**Extract to read**
——

Twenty questions against a liar
Here's one that popped into my mind when I was thinking about binary search.
I'm thinking of an integer between 1 and n. You have to guess my number. You win as soon as you guess the correct number. If your guess is not correct, I'll give you a hint by saying "too high" or "too low". What's your best strategy?
This is an easy problem if I always tell the truth: by guessing the (rounded) mean of the lower bound and the upper bound, you can find my number in roughly log2n guesses at most.
But what if I'm allowed to cheat once? What is your best strategy then? To clarify: if you guess my number, you always win instantly. But I'm allowed, at most once, to tell you "too high" when your guess is actually too low, or the opposite. I can also decide not to lie.
Here's a rough upper bound: you can ask each number twice to make sure I'm not cheating, and if I ever give two different answers, just ask a third time and from then on, play the regular game. In this way, you can win with about 2 log2n guesses at most.
I'm pretty sure that bound can be improved. Any ideas?
There is a fairly simple strategy which requires (1 + ε)log(n) + 1/ε + O(1) queries, for any constant ε > 0. I illustrate this strategy below.
First, I ask you whether or not X, the secret number, is n/2. Without loss of generality, suppose you answer "less". I learn nothing at first, because you may be lying; but for the moment I give you the benefit of the doubt.

——

**Data lines**

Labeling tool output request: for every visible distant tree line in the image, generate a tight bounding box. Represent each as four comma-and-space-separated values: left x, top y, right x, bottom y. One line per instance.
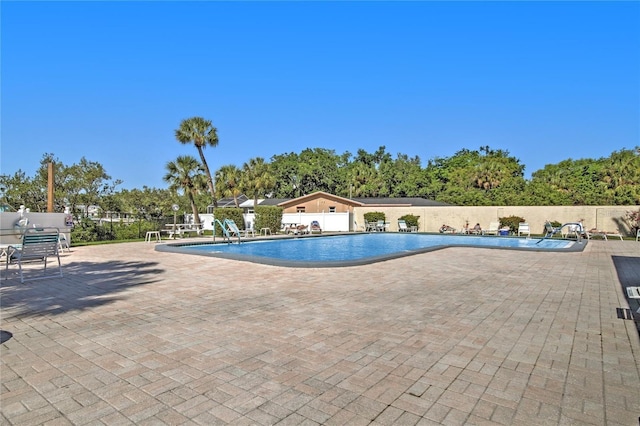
0, 117, 640, 220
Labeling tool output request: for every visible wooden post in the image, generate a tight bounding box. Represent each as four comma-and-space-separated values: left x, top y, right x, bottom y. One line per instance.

——

**Exercises**
(a) In the guessing-game post, about how many guesses at most does the rough upper bound from asking each number twice allow?
(b) Please echo everything in the guessing-game post from "This is an easy" down to "roughly log2n guesses at most.".

**Full solutions**
(a) About 2 log2n guesses.

(b)
This is an easy problem if I always tell the truth: by guessing the (rounded) mean of the lower bound and the upper bound, you can find my number in roughly log2n guesses at most.